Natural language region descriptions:
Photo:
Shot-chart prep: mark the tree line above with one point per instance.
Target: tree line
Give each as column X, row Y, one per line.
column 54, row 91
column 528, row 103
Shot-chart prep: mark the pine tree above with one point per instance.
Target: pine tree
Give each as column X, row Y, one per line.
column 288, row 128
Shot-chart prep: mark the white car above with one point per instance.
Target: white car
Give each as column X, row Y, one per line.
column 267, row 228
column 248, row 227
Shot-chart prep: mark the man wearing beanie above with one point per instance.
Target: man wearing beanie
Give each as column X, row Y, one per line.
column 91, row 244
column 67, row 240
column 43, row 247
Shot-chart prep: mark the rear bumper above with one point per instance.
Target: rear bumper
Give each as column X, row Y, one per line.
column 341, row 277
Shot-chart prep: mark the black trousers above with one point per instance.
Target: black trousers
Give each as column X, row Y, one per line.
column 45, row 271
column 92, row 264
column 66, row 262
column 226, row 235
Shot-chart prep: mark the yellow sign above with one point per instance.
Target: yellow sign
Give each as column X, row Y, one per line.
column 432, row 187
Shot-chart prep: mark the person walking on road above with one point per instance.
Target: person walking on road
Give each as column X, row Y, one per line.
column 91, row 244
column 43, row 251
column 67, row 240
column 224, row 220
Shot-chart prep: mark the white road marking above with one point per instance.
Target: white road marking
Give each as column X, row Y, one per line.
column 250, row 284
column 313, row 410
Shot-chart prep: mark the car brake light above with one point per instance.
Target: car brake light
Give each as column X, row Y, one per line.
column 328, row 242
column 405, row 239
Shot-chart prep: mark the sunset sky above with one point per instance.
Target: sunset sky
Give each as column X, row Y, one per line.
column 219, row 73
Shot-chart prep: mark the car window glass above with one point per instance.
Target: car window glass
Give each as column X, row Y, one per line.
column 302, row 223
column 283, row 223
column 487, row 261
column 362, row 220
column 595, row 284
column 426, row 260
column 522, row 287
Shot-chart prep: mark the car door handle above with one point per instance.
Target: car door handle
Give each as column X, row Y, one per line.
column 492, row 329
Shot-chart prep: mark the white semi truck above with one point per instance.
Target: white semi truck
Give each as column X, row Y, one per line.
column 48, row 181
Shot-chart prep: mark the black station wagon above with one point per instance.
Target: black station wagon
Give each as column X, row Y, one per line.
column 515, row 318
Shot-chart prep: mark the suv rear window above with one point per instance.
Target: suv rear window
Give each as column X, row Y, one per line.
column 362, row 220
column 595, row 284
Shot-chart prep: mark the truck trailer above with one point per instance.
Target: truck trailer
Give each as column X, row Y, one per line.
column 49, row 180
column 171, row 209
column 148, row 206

▶ **What this task involves**
None of the records may be left out; each is to be restated exactly.

▶ **Result of the task**
Photo:
Shot-chart prep: mark the tree line above with one point per instance.
Target: tree line
Give each as column X, row Y, one per line.
column 54, row 91
column 528, row 103
Shot-chart prep: mark the pine tree above with one point per instance.
Target: pine tree
Give each as column X, row Y, one per line.
column 288, row 128
Shot-chart prep: mark the white car above with one point per instance.
Target: white car
Give each as column X, row Y, one per line.
column 267, row 228
column 248, row 227
Shot-chart prep: mark the man wearing beanie above with one point per instance.
Target: man wearing beanie
Give each as column X, row Y, one per line.
column 91, row 244
column 67, row 240
column 43, row 247
Shot-chart prep: mark the rear bumper above with one point per instance.
Target: rear bumper
Give each as column X, row Y, one per line.
column 341, row 277
Shot-chart prep: mark the black trousers above with one point per instance.
Target: black trousers
Give each as column X, row Y, one per line.
column 45, row 271
column 92, row 264
column 66, row 262
column 226, row 235
Shot-chart prep: mark the yellow sign above with one point per instance.
Target: yellow sign
Give each as column X, row Y, one per line.
column 432, row 187
Shot-chart prep: mark the person walking on road above with one point per instance.
Target: person walking on road
Give each as column X, row Y, one per line.
column 91, row 244
column 43, row 251
column 67, row 240
column 224, row 220
Shot-chart prep: mark the white road marking above with one point per instance.
Target: white road marking
Give each as column X, row Y, one per line.
column 250, row 284
column 313, row 410
Shot-chart prep: mark the car brake light above with one point per instance.
Target: car brake light
Give each as column X, row Y, one per line.
column 328, row 242
column 405, row 239
Shot-chart prep: mark the sunset sky above with one point per instance.
Target: sunset sky
Give each as column X, row Y, one per line.
column 219, row 73
Shot-chart prep: mark the car window glass above with one point per instance.
Target: car window glass
Give each as column X, row Y, one per line.
column 302, row 223
column 283, row 223
column 487, row 261
column 362, row 220
column 595, row 284
column 426, row 260
column 522, row 287
Shot-chart prep: mark the car door handle above with one point per instance.
Target: car door handle
Give each as column X, row Y, one per line.
column 492, row 329
Shot-chart prep: mark the white semi truck above with one point per instance.
Target: white semi truck
Give each as column X, row Y, one per line.
column 48, row 181
Shot-chart prep: mark the black station wagon above with one point per instance.
Target: black station wagon
Give each as column X, row Y, one per line.
column 515, row 318
Shot-chart prep: mark the suv rear window above with one point per instance.
Target: suv rear window
Give each as column X, row Y, one per line.
column 362, row 220
column 595, row 284
Shot-chart prep: mark the truck trailer above with one point per instance.
Target: truck trailer
Give each as column X, row Y, one per line.
column 49, row 180
column 171, row 209
column 148, row 206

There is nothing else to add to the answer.